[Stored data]
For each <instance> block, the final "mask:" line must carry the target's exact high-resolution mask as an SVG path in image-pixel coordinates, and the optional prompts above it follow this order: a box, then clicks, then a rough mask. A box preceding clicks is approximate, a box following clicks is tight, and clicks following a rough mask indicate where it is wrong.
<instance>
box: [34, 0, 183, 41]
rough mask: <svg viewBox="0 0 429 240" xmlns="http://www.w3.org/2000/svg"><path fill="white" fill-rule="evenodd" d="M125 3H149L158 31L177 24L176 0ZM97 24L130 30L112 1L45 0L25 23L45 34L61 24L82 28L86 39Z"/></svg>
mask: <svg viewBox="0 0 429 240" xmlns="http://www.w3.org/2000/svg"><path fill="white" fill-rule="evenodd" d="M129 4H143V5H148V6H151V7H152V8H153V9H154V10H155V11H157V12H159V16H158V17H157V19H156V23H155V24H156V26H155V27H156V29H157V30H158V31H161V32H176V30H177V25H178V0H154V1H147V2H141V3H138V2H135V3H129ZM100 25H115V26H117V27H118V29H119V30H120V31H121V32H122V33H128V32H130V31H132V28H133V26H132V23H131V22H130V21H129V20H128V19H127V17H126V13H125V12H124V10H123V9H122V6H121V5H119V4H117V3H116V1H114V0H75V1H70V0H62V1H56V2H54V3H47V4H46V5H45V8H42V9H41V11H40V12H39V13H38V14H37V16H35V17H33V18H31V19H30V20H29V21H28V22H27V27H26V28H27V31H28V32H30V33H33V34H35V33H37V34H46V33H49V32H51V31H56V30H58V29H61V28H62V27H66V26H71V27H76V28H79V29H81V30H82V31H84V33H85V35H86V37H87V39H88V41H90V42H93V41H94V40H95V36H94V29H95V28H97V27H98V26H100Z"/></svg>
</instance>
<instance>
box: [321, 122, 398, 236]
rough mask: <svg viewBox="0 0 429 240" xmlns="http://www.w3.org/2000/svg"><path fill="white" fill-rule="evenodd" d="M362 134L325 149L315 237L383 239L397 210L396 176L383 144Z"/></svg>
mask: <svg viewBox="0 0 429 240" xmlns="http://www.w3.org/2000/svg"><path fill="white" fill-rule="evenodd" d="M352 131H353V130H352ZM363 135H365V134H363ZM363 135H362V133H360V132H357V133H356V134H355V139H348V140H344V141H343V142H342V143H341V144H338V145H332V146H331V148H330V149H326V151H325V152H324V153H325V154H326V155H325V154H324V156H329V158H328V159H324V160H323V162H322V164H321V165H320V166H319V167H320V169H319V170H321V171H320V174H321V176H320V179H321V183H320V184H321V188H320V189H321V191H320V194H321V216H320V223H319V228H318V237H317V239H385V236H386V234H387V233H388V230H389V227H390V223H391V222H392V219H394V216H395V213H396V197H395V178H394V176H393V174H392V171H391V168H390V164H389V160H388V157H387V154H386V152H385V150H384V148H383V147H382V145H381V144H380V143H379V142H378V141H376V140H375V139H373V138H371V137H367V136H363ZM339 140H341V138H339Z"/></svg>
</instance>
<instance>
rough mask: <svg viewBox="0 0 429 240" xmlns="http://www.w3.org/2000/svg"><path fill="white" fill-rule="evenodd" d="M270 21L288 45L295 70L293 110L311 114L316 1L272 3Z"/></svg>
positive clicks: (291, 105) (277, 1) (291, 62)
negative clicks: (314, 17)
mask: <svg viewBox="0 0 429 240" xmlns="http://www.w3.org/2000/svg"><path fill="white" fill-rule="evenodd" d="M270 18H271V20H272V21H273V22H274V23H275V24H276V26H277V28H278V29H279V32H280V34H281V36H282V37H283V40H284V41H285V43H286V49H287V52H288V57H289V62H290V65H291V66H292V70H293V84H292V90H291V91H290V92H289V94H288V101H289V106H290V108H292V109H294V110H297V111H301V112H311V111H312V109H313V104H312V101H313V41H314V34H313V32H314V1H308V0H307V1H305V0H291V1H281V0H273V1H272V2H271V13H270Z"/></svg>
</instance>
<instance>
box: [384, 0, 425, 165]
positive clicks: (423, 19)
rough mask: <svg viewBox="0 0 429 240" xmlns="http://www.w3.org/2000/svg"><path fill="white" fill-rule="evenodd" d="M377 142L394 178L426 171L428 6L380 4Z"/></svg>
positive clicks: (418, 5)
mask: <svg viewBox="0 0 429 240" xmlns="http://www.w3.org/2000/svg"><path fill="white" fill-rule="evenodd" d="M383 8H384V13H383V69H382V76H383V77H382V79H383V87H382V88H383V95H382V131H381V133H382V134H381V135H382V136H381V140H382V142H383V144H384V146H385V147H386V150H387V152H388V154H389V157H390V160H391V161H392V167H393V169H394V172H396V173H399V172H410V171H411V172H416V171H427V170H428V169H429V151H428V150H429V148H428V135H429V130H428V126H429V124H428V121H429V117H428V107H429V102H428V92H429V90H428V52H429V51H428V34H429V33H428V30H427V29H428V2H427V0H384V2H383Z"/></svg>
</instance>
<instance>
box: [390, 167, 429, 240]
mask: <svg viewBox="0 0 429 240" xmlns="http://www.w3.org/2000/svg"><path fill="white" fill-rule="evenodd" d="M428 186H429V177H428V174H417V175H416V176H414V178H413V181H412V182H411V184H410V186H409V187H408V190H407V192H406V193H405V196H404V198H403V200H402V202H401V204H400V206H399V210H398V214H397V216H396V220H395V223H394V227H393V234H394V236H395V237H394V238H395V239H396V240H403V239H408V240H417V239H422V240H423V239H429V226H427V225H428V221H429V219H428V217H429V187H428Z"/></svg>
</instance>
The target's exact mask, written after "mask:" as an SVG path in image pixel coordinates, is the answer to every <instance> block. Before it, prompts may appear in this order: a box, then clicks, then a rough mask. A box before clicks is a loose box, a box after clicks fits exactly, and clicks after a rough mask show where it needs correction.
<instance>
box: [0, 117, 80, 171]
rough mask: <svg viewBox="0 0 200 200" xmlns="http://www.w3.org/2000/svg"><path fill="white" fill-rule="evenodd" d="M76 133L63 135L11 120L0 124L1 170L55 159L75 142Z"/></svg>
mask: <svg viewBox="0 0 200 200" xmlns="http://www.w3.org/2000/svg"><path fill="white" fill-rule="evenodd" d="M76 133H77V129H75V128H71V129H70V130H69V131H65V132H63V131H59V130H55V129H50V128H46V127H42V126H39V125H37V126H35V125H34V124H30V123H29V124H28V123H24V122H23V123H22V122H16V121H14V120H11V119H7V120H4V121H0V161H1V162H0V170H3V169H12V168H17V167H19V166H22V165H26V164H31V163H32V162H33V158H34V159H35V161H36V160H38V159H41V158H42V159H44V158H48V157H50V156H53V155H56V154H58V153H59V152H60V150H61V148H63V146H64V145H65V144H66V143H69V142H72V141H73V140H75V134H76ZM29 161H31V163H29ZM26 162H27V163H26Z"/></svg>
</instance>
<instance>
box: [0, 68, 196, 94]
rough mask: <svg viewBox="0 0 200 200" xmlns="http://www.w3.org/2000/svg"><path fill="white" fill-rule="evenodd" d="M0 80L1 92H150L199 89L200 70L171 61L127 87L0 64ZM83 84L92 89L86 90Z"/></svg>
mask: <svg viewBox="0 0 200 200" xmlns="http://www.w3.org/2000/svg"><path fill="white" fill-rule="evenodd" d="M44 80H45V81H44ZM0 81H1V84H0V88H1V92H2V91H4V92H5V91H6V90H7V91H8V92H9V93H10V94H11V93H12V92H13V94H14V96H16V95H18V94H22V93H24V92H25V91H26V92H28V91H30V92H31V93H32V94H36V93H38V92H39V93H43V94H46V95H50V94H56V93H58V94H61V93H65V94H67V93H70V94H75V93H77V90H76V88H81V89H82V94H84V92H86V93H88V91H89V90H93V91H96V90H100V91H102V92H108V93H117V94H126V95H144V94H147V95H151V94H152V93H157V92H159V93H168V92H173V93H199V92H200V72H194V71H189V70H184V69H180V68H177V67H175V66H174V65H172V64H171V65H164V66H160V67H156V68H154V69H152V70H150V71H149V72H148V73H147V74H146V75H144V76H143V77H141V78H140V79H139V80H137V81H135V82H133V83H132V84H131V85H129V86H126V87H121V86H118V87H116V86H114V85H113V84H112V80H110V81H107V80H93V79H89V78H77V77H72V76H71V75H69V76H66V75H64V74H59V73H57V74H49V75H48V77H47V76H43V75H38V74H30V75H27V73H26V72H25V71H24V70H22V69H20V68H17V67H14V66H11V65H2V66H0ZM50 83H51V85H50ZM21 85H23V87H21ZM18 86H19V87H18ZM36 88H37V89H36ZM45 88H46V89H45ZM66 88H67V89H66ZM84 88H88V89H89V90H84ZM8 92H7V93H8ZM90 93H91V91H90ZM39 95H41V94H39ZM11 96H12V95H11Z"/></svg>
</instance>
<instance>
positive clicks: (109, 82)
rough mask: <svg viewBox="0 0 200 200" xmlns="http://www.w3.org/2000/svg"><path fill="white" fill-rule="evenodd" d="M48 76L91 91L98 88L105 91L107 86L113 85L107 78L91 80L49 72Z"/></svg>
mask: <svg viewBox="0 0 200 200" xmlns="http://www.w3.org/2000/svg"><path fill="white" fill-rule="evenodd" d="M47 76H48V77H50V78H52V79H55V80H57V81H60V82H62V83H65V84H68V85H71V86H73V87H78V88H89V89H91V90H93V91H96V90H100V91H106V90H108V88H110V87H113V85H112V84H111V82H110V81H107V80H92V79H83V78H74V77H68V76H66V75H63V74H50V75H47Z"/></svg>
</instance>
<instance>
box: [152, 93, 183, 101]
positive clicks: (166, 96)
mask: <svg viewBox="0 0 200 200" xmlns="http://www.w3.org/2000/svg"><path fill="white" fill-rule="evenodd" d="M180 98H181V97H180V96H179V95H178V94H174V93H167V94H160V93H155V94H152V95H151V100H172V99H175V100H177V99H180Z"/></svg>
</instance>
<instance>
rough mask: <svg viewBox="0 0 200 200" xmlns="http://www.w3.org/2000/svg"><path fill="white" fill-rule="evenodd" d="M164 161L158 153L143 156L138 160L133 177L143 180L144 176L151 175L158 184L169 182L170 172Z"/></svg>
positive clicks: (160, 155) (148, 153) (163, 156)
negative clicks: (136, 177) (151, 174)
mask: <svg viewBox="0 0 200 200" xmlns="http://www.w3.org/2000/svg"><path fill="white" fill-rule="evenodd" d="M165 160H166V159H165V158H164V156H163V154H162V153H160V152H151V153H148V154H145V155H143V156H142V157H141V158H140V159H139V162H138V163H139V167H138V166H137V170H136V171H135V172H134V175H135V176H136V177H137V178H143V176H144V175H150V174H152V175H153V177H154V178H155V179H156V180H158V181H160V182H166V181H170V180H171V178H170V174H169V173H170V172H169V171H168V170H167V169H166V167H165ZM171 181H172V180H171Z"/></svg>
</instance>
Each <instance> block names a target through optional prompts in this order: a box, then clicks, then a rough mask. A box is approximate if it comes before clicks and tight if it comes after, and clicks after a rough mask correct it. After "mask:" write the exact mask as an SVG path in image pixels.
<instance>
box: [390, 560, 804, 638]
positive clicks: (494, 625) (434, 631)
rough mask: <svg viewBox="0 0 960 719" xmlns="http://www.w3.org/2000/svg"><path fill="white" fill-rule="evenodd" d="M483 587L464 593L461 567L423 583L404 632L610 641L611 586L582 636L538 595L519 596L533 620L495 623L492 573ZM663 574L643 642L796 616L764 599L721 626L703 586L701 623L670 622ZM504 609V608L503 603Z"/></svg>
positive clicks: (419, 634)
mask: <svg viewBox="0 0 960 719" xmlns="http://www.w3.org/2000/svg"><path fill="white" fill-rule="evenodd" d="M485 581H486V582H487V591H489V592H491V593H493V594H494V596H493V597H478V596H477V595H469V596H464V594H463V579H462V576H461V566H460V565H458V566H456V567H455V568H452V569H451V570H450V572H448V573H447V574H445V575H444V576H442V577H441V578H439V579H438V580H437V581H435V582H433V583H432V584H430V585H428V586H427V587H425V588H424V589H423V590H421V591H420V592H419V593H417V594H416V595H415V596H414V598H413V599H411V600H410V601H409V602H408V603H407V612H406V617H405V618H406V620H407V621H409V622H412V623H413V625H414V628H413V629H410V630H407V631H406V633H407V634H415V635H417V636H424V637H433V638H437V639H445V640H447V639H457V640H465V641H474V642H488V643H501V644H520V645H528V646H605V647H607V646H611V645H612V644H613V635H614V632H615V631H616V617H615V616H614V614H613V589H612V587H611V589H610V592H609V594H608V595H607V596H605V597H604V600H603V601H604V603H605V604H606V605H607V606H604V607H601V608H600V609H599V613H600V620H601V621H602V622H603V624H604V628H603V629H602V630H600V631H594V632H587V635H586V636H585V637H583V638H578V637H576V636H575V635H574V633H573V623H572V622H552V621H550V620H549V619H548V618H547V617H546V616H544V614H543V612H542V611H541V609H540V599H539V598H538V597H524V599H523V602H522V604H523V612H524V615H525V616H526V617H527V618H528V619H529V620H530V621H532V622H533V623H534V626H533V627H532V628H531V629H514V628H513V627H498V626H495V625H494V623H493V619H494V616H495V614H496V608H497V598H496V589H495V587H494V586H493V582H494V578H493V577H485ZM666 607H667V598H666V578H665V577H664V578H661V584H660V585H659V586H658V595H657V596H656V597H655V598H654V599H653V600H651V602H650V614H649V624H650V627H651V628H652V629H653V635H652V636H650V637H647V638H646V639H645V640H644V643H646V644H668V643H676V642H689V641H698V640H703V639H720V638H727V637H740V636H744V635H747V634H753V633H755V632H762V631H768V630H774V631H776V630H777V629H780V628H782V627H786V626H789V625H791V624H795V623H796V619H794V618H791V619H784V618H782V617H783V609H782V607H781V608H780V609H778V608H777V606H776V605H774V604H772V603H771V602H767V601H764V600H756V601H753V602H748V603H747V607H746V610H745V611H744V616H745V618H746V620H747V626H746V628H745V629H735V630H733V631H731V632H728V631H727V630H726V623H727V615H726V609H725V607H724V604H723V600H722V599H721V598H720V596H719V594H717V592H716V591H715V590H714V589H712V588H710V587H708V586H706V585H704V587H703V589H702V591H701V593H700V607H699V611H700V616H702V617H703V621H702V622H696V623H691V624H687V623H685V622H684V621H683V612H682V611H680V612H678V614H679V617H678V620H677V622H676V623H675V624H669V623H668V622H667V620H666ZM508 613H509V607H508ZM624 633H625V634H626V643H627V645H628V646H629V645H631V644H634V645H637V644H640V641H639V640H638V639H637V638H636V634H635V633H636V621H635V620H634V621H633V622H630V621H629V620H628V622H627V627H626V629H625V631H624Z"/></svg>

--- Your assignment ---
Where the data above reaches the line holding "positive clicks: (494, 625) (434, 631)", begin printing, and stop after the line holding "587L464 593L461 567L423". Each line must be reproduced exactly, with nothing else added.

--- Result of the exercise ---
positive clicks: (494, 625) (434, 631)
rough mask: <svg viewBox="0 0 960 719" xmlns="http://www.w3.org/2000/svg"><path fill="white" fill-rule="evenodd" d="M483 587L464 593L461 567L423 583L404 632L610 641L611 586L582 636L538 595L519 596L533 620L495 623L492 573ZM663 574L643 642L796 616L764 599L721 626L703 586L701 623L670 622ZM504 609V608L503 603Z"/></svg>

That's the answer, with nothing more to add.